◆ YOUR TASK: Write out the records again, starting with the first line and going on through the line with "[[135, 118], [25, 111]]", both lines included, and keep the requests. Scale every coordinate in the answers by 2.1, rounding each result to a whole number with halves rounded up, and leave the requests unchanged.

Excerpts of location labeling data

════════════════

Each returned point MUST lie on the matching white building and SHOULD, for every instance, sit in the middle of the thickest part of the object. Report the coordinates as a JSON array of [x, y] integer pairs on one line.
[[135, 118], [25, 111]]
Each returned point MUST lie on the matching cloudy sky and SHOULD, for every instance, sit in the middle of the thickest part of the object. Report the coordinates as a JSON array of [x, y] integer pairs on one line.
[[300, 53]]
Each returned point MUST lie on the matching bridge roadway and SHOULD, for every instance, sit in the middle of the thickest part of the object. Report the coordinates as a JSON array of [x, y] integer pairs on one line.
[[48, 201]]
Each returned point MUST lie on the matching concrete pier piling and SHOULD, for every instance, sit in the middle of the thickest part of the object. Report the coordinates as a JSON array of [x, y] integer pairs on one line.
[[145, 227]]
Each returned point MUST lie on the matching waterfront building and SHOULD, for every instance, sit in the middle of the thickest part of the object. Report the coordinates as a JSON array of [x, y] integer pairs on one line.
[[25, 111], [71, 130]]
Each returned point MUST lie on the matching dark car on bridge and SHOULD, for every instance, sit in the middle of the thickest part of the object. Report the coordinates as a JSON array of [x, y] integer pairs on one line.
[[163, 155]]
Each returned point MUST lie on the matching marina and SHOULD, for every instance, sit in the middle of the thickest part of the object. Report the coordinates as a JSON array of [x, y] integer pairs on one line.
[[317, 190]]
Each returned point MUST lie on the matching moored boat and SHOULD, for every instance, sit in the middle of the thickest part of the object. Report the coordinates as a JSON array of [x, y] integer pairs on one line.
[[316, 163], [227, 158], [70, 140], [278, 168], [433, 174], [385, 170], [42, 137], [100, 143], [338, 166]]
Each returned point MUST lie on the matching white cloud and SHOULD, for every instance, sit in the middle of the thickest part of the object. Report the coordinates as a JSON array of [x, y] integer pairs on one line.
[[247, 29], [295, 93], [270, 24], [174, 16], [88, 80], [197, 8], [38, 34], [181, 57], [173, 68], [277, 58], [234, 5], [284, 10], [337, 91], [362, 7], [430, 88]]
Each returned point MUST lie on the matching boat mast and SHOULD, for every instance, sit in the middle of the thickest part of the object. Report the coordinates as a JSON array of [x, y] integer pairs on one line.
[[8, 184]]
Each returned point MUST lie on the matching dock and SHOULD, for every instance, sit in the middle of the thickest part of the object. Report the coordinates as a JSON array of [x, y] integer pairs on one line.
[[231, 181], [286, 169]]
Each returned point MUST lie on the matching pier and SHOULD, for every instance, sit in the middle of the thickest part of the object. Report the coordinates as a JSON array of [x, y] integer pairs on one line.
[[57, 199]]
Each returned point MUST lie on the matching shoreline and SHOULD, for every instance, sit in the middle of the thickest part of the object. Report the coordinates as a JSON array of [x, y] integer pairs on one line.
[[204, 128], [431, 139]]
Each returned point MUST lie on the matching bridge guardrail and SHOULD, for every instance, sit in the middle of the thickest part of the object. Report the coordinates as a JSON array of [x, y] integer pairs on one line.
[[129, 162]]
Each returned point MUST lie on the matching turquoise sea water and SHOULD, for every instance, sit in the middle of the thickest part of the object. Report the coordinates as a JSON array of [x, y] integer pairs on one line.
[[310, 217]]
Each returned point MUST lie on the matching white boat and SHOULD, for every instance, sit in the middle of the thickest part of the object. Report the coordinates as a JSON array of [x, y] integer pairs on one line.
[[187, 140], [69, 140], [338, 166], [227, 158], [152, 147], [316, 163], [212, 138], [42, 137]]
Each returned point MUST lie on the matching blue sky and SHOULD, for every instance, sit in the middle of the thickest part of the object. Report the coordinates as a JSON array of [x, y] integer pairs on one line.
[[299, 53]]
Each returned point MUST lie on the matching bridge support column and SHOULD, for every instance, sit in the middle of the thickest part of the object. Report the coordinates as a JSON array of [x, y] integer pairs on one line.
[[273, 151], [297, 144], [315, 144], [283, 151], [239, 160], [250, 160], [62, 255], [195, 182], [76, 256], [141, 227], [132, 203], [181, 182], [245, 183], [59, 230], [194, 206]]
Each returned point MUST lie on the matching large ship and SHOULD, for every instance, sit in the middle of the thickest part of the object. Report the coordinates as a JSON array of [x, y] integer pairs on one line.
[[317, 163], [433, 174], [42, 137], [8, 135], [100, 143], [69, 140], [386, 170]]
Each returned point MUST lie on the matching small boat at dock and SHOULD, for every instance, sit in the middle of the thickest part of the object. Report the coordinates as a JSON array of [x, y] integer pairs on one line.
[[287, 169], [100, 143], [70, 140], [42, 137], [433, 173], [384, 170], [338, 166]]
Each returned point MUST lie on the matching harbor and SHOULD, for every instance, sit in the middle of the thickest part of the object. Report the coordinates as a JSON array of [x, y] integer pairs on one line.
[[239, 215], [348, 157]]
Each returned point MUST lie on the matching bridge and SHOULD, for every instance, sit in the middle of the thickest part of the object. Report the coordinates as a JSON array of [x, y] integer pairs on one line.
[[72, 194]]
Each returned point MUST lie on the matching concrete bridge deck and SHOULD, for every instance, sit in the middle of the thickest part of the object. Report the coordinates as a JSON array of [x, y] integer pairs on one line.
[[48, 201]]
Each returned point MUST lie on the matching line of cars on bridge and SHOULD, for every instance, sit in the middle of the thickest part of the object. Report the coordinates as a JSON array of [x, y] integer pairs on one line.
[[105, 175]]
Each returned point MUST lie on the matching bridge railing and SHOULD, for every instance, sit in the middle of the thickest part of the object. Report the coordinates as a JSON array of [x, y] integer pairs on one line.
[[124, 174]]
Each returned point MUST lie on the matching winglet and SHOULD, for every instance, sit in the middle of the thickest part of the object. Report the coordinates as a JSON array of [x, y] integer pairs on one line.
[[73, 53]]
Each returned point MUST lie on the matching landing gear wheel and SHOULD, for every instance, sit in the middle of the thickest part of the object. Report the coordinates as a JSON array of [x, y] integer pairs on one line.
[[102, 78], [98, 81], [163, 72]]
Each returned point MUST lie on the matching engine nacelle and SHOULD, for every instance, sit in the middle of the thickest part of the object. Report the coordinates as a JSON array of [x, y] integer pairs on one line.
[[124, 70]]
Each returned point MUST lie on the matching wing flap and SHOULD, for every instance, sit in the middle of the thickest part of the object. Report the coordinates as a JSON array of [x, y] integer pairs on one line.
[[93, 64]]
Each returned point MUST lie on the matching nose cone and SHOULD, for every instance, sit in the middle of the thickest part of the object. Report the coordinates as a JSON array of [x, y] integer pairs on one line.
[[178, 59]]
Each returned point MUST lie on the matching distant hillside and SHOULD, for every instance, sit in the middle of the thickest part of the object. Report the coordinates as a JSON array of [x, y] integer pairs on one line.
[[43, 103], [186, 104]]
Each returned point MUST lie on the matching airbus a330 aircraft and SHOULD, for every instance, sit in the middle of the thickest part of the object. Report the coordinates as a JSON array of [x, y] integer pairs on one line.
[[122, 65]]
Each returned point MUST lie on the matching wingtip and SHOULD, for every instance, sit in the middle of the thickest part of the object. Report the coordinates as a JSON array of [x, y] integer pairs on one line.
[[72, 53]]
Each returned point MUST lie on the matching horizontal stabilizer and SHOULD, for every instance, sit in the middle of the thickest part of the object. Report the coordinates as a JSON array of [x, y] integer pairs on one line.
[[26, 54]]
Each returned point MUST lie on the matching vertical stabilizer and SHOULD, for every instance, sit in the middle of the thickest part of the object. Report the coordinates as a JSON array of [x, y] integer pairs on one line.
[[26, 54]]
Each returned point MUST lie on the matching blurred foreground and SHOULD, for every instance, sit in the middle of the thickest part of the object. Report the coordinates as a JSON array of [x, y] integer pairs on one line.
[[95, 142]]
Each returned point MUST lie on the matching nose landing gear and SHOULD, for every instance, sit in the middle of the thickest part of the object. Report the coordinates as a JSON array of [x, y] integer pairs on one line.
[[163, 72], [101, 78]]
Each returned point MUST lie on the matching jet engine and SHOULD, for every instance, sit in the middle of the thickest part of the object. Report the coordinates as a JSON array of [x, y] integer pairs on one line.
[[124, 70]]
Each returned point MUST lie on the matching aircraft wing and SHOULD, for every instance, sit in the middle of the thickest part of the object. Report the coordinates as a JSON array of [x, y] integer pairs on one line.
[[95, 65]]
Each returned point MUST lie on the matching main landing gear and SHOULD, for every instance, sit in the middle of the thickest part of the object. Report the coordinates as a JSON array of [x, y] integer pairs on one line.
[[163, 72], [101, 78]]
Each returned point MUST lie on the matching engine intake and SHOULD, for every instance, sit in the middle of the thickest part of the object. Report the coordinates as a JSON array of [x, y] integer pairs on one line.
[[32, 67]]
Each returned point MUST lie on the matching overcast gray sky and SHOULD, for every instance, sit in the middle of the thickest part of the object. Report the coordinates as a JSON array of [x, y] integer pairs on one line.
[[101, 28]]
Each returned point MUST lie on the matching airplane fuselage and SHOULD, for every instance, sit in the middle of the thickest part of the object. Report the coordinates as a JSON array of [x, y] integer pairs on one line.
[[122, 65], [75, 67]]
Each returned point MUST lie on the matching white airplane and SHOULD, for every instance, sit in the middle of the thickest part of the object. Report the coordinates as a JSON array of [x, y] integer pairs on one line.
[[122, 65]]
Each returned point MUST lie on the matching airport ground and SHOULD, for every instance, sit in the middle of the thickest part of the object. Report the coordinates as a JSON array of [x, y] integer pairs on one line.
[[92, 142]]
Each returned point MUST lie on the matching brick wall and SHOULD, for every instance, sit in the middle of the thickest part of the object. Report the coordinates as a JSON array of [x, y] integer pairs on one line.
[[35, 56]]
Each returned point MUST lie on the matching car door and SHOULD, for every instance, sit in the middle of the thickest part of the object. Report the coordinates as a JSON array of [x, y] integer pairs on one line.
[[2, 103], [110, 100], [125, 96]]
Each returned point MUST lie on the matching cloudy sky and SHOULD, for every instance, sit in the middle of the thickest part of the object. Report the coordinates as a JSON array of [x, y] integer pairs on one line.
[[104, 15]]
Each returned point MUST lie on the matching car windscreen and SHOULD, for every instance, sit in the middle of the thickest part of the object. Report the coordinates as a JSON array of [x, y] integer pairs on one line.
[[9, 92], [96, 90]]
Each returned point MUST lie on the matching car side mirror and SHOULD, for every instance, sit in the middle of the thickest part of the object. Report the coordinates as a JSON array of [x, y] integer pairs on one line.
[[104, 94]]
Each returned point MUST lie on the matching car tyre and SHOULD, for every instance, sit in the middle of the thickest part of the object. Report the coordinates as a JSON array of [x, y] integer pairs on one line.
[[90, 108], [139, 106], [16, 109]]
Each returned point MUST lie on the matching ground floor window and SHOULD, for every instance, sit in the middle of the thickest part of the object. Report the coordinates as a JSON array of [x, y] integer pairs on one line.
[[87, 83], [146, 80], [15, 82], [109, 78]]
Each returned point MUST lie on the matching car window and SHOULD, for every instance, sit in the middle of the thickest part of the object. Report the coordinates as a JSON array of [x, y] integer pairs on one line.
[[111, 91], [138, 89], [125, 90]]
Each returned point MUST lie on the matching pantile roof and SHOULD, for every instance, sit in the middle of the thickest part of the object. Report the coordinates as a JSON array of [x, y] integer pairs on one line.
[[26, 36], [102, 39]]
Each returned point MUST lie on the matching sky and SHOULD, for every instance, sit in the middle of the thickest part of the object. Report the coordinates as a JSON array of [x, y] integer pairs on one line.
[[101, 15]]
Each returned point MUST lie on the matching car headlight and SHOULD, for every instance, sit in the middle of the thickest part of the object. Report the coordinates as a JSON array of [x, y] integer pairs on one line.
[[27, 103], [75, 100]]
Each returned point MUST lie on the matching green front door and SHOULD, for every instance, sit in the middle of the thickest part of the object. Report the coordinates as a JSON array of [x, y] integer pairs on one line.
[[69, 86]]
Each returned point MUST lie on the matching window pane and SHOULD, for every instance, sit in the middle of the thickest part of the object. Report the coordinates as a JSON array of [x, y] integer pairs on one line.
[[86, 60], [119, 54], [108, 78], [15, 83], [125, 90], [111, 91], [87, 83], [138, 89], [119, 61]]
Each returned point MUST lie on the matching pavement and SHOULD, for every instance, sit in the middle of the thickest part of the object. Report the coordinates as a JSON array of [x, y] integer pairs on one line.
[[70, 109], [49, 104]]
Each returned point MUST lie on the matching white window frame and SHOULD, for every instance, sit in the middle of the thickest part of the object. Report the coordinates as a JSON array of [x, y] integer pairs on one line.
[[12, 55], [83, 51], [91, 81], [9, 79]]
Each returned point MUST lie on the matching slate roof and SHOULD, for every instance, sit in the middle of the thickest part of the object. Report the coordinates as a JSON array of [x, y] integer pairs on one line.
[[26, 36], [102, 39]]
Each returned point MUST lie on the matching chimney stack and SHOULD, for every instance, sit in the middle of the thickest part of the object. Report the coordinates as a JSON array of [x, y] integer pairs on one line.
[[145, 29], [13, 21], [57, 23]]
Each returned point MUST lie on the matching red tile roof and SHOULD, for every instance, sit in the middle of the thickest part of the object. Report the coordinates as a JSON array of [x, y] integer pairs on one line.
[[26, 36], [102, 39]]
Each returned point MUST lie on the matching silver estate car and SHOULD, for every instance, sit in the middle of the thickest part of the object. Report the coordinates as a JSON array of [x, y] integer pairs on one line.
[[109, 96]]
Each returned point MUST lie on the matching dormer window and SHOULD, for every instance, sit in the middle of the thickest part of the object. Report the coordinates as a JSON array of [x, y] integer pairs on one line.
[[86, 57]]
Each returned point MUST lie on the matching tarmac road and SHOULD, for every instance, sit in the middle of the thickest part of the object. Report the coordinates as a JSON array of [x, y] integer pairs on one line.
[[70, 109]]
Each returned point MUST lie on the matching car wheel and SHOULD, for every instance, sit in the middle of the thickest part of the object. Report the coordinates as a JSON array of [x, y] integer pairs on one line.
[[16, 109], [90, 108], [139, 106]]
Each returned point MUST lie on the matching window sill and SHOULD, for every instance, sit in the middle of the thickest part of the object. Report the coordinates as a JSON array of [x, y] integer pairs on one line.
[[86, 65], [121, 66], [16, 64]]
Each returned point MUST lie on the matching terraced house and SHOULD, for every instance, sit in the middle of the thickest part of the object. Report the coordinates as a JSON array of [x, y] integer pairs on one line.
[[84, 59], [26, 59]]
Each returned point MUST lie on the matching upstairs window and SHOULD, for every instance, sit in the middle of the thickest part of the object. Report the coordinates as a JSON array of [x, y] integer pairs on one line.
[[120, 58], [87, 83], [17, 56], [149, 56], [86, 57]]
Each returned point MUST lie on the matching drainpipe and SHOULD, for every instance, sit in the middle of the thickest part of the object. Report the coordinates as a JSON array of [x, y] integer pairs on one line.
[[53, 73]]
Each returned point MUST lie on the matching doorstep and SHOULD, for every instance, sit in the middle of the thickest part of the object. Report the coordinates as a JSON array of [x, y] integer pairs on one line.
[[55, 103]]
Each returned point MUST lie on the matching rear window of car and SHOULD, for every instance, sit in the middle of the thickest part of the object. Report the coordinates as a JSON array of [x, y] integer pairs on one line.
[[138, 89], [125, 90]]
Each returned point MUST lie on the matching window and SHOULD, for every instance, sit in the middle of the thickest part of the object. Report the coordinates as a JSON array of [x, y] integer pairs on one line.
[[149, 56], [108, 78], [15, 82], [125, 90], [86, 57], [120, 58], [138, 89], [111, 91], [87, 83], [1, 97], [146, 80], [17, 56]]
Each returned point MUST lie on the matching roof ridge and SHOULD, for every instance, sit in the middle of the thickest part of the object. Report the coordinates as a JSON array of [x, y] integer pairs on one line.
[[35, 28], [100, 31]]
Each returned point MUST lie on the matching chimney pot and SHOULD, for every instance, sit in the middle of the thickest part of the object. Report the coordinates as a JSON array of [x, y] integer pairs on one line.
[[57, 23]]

════════════════

◆ OUTPUT OF THE TASK:
Each returned point MUST lie on the matching white building and SHOULD, for every instance, sit in the middle of the thickest part of the object. Report the coordinates as a JSON array of [x, y] integer pairs on one line.
[[284, 248], [53, 233]]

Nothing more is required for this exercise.